- _PROMPT_
Whenever a line in the entries below contains the string "rough", copy that line.

- _DATA FOR THE TASK_

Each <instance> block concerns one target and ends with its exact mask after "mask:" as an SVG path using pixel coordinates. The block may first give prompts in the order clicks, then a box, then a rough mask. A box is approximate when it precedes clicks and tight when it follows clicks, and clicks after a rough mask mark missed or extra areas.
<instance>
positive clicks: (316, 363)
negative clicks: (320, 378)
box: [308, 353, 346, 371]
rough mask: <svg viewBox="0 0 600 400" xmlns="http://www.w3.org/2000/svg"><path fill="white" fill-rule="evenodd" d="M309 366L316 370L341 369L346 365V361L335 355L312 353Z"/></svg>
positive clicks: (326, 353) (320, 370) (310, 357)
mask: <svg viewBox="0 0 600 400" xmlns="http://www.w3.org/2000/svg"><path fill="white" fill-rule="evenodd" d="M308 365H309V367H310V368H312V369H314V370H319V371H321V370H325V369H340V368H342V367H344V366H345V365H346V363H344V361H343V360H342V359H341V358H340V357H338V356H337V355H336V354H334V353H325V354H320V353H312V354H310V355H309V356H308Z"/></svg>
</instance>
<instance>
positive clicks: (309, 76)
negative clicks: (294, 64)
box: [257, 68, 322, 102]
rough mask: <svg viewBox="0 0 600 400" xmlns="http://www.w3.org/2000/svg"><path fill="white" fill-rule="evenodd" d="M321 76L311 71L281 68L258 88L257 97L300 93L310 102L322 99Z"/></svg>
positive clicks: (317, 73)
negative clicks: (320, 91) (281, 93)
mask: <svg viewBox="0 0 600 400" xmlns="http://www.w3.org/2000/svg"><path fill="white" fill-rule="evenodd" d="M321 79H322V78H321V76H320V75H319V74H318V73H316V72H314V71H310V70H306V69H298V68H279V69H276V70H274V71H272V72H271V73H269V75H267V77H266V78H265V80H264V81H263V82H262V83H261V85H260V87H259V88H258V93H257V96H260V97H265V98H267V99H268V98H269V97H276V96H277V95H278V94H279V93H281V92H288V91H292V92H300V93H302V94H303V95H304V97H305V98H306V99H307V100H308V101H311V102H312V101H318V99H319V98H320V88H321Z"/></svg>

- _EXERCISE ANSWER_
Each <instance> block concerns one target and ends with its exact mask after "mask:" as an SVG path using pixel coordinates. The block may first give prompts in the order clicks, then a box, then a rough mask. A box is approximate when it precedes clicks and tight when it follows clicks, and clicks after a rough mask mark missed or extra areas.
rough mask: <svg viewBox="0 0 600 400" xmlns="http://www.w3.org/2000/svg"><path fill="white" fill-rule="evenodd" d="M309 366L316 370L341 369L346 365V361L335 355L312 353Z"/></svg>
rough mask: <svg viewBox="0 0 600 400" xmlns="http://www.w3.org/2000/svg"><path fill="white" fill-rule="evenodd" d="M321 76L311 71L281 68L258 88L257 97L300 93L310 102L322 99Z"/></svg>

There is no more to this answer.